Work to do - Extract from the listing below every line that contains the word "background".

Input -
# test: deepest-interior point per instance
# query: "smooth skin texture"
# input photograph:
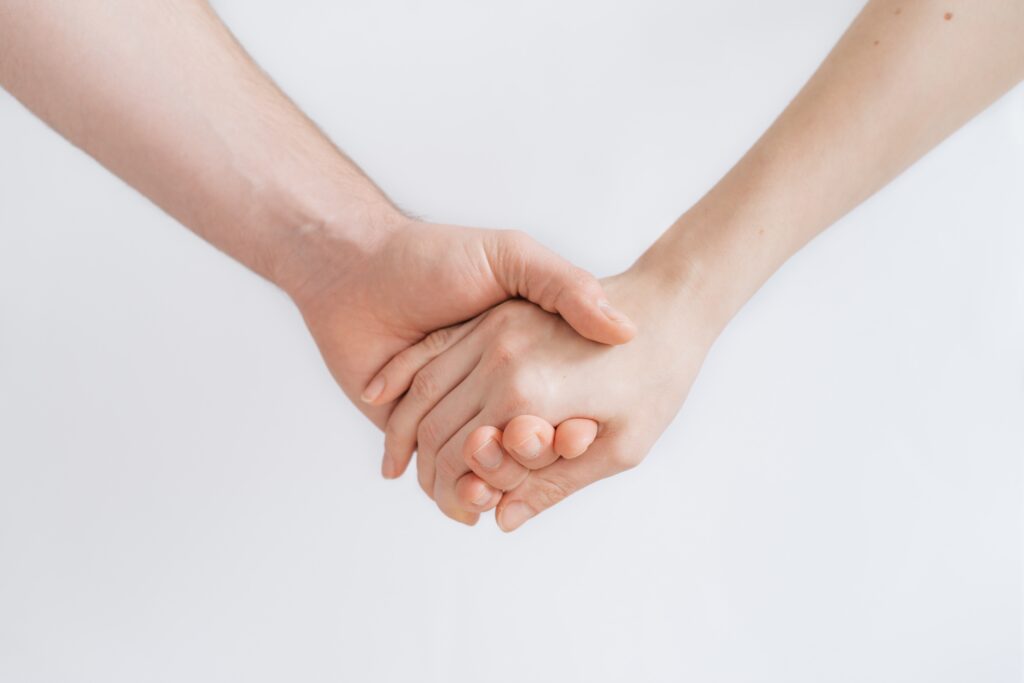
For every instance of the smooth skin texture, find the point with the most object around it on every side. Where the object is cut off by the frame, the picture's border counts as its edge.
(904, 76)
(162, 94)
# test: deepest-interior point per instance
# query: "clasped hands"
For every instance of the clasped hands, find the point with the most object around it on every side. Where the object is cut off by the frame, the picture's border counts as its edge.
(504, 368)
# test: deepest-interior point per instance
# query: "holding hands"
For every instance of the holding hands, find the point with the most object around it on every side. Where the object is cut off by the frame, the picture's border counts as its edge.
(515, 403)
(502, 409)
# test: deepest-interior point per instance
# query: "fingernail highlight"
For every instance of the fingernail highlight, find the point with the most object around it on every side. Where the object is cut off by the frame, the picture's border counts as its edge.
(373, 390)
(483, 498)
(514, 515)
(488, 455)
(529, 449)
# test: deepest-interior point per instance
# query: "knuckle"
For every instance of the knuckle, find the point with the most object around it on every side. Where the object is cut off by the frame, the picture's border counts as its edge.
(436, 341)
(393, 435)
(424, 385)
(427, 485)
(448, 467)
(427, 436)
(550, 491)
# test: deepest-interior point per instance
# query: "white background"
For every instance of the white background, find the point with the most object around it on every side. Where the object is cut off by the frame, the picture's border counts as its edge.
(184, 495)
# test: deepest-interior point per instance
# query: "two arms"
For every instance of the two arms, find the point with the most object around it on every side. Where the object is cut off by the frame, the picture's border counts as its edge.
(903, 77)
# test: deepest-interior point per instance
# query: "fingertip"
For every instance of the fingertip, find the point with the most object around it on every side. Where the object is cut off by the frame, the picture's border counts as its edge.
(475, 494)
(527, 436)
(477, 438)
(573, 436)
(513, 515)
(621, 329)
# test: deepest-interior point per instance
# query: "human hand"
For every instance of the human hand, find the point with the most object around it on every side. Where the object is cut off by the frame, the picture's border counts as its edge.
(517, 359)
(365, 304)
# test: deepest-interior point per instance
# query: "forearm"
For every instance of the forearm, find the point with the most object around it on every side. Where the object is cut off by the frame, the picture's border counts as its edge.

Exercise solution -
# query: "white background"
For every instance of the white background, find the point with the most object around it on every side. Where the object is cut off by the frame, the picture's border counts as its edge.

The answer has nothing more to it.